Answer these questions using the quantum investment announcement below:
1. In what year did the National Quantum Technologies Programme begin?
2. How much funding does the government confirm through the Industrial Strategy Challenge Fund?
3. What share of GDP does the modern Industrial Strategy aim to invest in research and development by 2027?

**Excerpt**
-----

- experimental quantum science is set to become a commercial reality thanks to government investment
- industry funding for quantum innovation programmes will overtake government investment for the first time
- combined investment hits a £1 billion milestone, showing the government’s modern Industrial Strategy is boosting investment and helping the UK lead the world in new technologies
Experimental quantum science is set to become a commercial reality through planned joint government and industry investment of over £350 million, taking projects from research stage to product testing.
Total investment through the National Quantum Technologies Programme will pass a major £1 billion investment milestone since its inception in 2014. The investment has secured the UK’s status as a world-leader in quantum science and technologies, keeping pace with the US and China.
The milestone comes as government confirms a £153 million funding boost through the Industrial Strategy Challenge Fund. This has been more than matched by industry, with over £200 million of investment expected from the private sector.
Industry spending on quantum research and development through the fund will overtake government investment for the first time – showing business is confident in the commercial potential of the UK’s world-leading research. This milestone shows the UK is moving in the right direction towards our target in the modern Industrial Strategy to invest 2.4% of GDP in research and development by 2027.
Science Minister Chris Skidmore said:
This milestone shows that Quantum is no longer an experimental science for the UK. Investment by government and businesses is paying off, as we become one of the world’s leading nations for quantum science and technologies. Now industry is turning what was once a futuristic pipedream into life-changing products.

-----

**Information shown**
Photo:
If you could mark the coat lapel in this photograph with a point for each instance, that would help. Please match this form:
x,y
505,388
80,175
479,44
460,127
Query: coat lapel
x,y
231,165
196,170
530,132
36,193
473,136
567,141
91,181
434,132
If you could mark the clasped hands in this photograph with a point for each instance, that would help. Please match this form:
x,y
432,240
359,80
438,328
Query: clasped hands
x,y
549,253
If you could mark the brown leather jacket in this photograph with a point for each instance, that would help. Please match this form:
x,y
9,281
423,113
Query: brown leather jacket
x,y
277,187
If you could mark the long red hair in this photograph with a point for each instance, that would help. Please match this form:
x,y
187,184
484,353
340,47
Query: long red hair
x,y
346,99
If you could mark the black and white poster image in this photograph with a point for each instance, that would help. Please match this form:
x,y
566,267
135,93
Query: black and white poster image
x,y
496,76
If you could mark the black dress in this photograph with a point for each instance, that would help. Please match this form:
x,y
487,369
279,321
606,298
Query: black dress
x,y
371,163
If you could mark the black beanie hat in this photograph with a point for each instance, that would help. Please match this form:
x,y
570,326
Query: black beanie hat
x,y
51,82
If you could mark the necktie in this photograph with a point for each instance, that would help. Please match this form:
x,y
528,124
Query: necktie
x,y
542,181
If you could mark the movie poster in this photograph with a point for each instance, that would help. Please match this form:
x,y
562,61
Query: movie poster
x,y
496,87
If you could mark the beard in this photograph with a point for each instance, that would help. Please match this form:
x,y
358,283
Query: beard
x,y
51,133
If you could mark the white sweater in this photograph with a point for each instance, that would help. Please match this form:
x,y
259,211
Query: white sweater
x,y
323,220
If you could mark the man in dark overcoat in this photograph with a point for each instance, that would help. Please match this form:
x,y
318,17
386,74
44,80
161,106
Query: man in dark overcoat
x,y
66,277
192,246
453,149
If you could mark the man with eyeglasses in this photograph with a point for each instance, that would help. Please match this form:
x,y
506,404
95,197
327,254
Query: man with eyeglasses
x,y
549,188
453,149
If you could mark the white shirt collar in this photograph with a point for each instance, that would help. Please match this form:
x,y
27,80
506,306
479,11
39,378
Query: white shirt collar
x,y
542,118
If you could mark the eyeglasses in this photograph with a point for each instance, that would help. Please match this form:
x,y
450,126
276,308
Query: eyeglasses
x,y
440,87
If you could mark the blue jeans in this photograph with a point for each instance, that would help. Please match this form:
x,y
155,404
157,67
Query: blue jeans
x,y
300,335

-----

**Answer box**
1. 2014
2. £153 million
3. 2.4%